- [RECORDS TO PROCESS]
######

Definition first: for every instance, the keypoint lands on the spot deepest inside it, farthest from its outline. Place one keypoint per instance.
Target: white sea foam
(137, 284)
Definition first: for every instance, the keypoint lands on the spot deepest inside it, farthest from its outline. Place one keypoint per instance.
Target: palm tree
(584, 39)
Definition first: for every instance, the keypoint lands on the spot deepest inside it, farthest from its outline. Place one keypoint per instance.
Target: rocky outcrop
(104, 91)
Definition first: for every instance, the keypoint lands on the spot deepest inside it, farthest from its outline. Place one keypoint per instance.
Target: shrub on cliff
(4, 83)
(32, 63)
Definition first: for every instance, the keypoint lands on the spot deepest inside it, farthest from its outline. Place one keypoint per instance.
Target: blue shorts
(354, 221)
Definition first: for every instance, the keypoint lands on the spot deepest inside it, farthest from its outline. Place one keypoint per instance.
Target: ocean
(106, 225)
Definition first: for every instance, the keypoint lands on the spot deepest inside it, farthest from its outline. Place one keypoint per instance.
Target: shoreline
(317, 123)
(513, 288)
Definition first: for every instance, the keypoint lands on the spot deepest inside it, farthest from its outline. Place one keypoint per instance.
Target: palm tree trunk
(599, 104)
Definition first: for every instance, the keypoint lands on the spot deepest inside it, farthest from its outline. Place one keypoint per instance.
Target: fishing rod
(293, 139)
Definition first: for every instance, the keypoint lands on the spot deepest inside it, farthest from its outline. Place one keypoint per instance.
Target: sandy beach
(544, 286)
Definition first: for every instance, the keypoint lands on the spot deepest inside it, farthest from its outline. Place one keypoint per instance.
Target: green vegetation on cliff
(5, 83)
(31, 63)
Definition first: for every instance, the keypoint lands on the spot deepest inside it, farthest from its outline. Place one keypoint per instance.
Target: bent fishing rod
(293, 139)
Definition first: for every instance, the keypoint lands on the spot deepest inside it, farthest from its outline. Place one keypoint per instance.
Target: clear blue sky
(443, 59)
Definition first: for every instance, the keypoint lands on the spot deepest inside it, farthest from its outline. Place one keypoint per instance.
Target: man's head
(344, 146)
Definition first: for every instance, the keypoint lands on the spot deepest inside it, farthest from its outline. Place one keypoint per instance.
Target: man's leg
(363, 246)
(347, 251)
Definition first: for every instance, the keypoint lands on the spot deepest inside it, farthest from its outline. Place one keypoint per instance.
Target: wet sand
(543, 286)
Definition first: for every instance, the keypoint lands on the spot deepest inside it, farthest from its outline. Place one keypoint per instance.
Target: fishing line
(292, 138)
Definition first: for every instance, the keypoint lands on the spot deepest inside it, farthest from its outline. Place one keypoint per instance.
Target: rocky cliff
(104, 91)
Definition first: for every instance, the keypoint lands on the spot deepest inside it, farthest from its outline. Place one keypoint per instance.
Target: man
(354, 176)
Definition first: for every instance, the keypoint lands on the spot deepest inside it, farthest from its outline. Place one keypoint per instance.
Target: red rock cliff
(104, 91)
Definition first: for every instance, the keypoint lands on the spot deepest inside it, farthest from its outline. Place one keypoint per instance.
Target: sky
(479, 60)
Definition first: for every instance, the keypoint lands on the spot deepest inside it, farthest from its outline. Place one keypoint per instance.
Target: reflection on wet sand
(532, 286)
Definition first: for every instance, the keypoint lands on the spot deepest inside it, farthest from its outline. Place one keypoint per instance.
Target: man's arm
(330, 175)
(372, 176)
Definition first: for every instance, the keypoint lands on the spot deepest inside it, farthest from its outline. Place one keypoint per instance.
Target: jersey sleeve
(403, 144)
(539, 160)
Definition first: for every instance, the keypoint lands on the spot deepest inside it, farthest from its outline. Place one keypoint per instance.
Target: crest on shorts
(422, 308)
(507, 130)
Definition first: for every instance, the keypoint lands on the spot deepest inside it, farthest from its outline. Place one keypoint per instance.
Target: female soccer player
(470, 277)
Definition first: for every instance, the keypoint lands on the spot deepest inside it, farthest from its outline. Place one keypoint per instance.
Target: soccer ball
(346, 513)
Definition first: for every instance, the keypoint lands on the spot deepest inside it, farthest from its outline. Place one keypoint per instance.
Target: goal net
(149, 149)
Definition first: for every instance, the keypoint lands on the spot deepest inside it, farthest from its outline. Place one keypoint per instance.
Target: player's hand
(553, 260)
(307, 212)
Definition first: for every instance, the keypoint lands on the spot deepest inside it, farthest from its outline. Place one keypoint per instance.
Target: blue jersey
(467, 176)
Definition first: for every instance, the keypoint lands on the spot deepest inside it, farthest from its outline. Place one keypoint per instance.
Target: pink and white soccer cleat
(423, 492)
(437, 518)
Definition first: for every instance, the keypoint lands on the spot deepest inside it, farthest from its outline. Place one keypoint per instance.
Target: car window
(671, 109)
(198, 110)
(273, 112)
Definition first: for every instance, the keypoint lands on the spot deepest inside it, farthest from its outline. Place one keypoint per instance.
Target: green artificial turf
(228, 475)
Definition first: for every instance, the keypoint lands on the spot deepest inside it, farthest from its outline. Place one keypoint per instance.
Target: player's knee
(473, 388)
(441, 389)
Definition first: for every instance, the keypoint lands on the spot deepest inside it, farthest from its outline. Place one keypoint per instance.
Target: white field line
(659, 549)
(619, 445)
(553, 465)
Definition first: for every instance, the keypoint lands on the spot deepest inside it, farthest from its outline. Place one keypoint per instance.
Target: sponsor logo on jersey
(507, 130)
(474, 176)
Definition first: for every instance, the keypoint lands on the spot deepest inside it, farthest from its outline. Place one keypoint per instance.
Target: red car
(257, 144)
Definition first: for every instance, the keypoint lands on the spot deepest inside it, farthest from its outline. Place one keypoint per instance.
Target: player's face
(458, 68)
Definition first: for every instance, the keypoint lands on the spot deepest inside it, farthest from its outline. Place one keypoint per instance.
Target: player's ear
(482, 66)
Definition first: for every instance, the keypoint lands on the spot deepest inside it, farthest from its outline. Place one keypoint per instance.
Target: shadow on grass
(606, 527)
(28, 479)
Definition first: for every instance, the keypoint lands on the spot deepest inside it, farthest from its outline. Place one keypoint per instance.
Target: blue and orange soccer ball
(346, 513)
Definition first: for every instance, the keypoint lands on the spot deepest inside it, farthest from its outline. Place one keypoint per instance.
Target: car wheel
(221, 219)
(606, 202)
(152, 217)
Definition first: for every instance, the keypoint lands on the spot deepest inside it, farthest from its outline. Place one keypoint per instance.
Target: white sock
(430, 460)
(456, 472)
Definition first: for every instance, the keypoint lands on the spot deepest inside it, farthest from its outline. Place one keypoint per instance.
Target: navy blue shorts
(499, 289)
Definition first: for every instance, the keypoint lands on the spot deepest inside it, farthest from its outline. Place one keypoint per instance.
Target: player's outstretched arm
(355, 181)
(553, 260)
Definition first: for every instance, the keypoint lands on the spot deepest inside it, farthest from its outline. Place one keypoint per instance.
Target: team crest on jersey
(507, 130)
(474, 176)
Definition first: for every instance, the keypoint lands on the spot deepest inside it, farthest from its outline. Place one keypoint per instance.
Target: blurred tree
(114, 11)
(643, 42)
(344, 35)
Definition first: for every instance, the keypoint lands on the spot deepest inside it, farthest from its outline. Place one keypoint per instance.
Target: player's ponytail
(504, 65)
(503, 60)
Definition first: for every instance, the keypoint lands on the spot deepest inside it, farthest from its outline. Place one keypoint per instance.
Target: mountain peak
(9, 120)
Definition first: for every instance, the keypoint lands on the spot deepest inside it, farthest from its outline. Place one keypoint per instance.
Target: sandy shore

######

- [DIRECTIONS]
Copy the records word for word.

- [SOLUTION FOR THIS TASK]
Definition first: for every instance, the keypoint lands on the spot deepest inside it, farthest from its outline. Place one keypoint per instance.
Target: white sea foam
(137, 284)
Definition first: for every instance, the keypoint lands on the spot deepest inside it, farthest from its outline. Place one keypoint per instance.
Target: palm tree
(584, 39)
Definition first: for every instance, the keypoint lands on the spot deepest inside it, farthest from its outline. Place one keypoint per instance.
Target: rocky outcrop
(104, 91)
Definition first: for every instance, the keypoint lands on the spot deepest inside it, farthest from its outline. Place one keypoint per instance.
Target: shrub on cliff
(4, 83)
(32, 63)
Definition first: for every instance, the keypoint lands on the spot deepest inside it, farthest from its outline. Place one keypoint per instance.
Target: blue shorts
(354, 221)
Definition first: for every instance, the keypoint lands on the spot deepest inside it, farthest from its outline. Place one keypoint per instance.
Target: ocean
(106, 225)
Definition first: for every instance, the keypoint lands on the spot deepest inside it, farthest from its outline. Place one keypoint per instance.
Target: shoreline
(317, 123)
(513, 288)
Definition first: for every instance, the keypoint lands on the spot deepest inside it, farthest from its outline. Place one keypoint per instance.
Target: palm tree trunk
(599, 104)
Definition first: for every instance, the keypoint lands on the spot deepest inside it, farthest from its outline. Place one keypoint per instance.
Target: fishing rod
(293, 139)
Definition first: for every instance, the keypoint lands on the spot deepest inside it, farthest from its outline. Place one keypoint per instance.
Target: sandy beach
(544, 286)
Definition first: for every instance, the keypoint lands on the spot deepest inside it, farthest from its outline. Place one keypoint per instance.
Target: green vegetation on cliff
(5, 83)
(31, 63)
Definition first: for every instance, the keypoint lands on the spot deepest inside it, farthest from its outline. Place one keypoint per instance.
Target: bent fishing rod
(293, 139)
Definition first: for every instance, the keypoint lands on the spot deepest inside it, farthest from its outline. Place one keypoint per instance.
Target: clear blue sky
(443, 59)
Definition first: for every instance, the keypoint lands on the spot deepest inside it, farthest from its outline. Place one keypoint per instance.
Target: man's head
(344, 146)
Definition first: for every instance, the keypoint lands on the spot deepest inside it, farthest from its outline. Place one keypoint per instance.
Target: man's leg
(363, 246)
(347, 251)
Definition first: for every instance, the keypoint lands on the spot deepest inside it, farthest from its outline. Place one keypoint per instance.
Target: wet sand
(543, 286)
Definition first: for every instance, the keypoint lands on the spot deepest inside it, farthest from its outline. Place one keypoint per instance.
Target: fishing line
(292, 138)
Definition first: for every instance, the keypoint lands on the spot deepest inside it, farthest from its outline. Place one keypoint per instance.
Target: rocky cliff
(104, 91)
Definition first: for every instance, the keypoint lands on the spot deepest inside it, farthest from its outline. Place one keypoint per instance.
Target: man
(354, 176)
Definition first: for every instance, the keypoint lands on the spot deepest inside it, farthest from its outline. Place one keypoint per instance.
Target: red rock cliff
(104, 91)
Definition first: for every instance, the keypoint lands on the spot deepest inside it, farthest from its outline. Place one keypoint per instance.
Target: sky
(479, 60)
Definition first: for every instance, the keypoint lands on the spot deepest inside it, farthest from its outline. Place one keypoint per instance.
Target: reflection on wet sand
(532, 286)
Definition first: for every instance, the keypoint lands on the spot deepest inside it, farthest from its outline. Place one keypoint per instance.
Target: man's arm
(330, 175)
(372, 176)
Definition first: for every instance, the keypoint lands on the spot deepest inside it, farthest from its outline. Place one keypoint per instance.
Target: jersey sleeve
(403, 144)
(539, 160)
Definition first: for every instance, the keypoint lands on the spot deepest inside it, farthest from its outline. Place one keypoint per instance.
Target: crest on shorts
(422, 308)
(507, 130)
Definition first: for every instance, the keypoint lands on the spot deepest inside it, farthest from its outline. Place one keypoint per instance.
Target: female soccer player
(470, 277)
Definition first: for every instance, the keypoint lands on the spot deepest inside it, farthest from its outline. Place one keypoint per instance.
Target: soccer ball
(346, 513)
Definition first: for every instance, the keypoint lands on the spot deepest inside it, farthest from its outline. Place one keypoint per instance.
Target: goal net
(149, 149)
Definition first: for every instance, the keypoint lands on the spot deepest inside it, farthest from its outline. Place one keypoint per instance.
Target: player's hand
(553, 260)
(307, 212)
Definition first: for every instance, the keypoint lands on the spot deepest inside it, farthest from its outline. Place one keypoint per instance.
Target: blue jersey
(467, 176)
Definition first: for every instance, the keypoint lands on the spot deepest inside it, farthest from its outline. Place one keypoint per instance.
Target: pink and white soccer cleat
(423, 492)
(437, 518)
Definition first: for every instance, the keypoint lands on the spot deepest inside it, farthest from its outline. Place one keypoint per instance.
Target: car window
(671, 109)
(198, 110)
(273, 112)
Definition first: for every instance, the keypoint lands on the spot deepest inside it, farthest from its outline. Place one keypoint per instance.
Target: green artificial turf
(228, 475)
Definition first: for every instance, the keypoint lands on the spot deepest inside it, farthest from its outline. Place one keypoint per instance.
Target: player's knee
(473, 388)
(441, 389)
Definition first: for every instance, the keypoint lands on the spot deepest inside it, farthest from its outline. Place one keypoint per instance.
Target: white field line
(659, 549)
(619, 445)
(553, 465)
Definition first: for every instance, the keypoint lands on the spot deepest inside it, farthest from its outline. Place one keypoint per instance.
Target: sponsor logo on jersey
(507, 130)
(474, 176)
Definition first: for every instance, the keypoint lands on the spot deepest inside it, farthest from its outline. Place one keypoint per instance.
Target: red car
(257, 144)
Definition first: for every instance, the keypoint lands on the spot deepest inside it, farthest from its outline. Place one keypoint per instance.
Target: player's face
(458, 68)
Definition first: for every instance, the keypoint lands on the spot deepest inside it, farthest from its outline. Place one keypoint per instance.
Target: player's ear
(482, 66)
Definition first: for every instance, the keypoint lands on the spot deepest inside it, farthest from its outline. Place one keypoint per instance.
Target: shadow on grass
(606, 527)
(28, 479)
Definition first: for every instance, the keypoint lands on the spot deepest inside it, farthest from its outline. Place one keypoint per instance.
Target: blue and orange soccer ball
(346, 513)
Definition first: for every instance, the keypoint lands on the spot deepest inside it, farthest from its outline. Place one keypoint per instance.
Target: car wheel
(221, 219)
(606, 202)
(152, 217)
Definition first: for every instance, the keypoint lands on the spot deepest inside it, farthest from its outline. Place one keypoint per instance.
Target: white sock
(430, 460)
(456, 472)
Definition first: for every instance, the keypoint lands on the spot deepest inside it, farthest from its outline. Place one keypoint per instance.
Target: navy blue shorts
(499, 289)
Definition first: for every instance, the keypoint lands on the spot deepest inside it, farthest from its outline. Place one keypoint per instance.
Target: player's outstretched arm
(355, 181)
(553, 260)
Definition first: for every instance, the keypoint lands on the spot deepest inside it, farthest from its outline. Place one keypoint per instance.
Target: team crest on jersey
(507, 130)
(474, 176)
Definition first: for every instance, the keypoint lands on the spot deepest inside it, farthest from its outline. Place one keypoint per instance.
Target: blurred tree
(114, 11)
(643, 42)
(344, 35)
Definition first: for every instance, the keypoint lands on the spot deepest inside it, farthest from its outline. Place one keypoint per instance.
Target: player's ponytail
(504, 65)
(503, 60)
Definition first: for every instance, the keypoint lands on the spot deepest inside it, farthest from its outline. Place one keypoint per instance.
Target: mountain peak
(9, 120)
Definition first: for every instance, the keypoint lands on the spot deepest inside it, farthest from its outline. Place one keypoint per instance.
Target: sandy shore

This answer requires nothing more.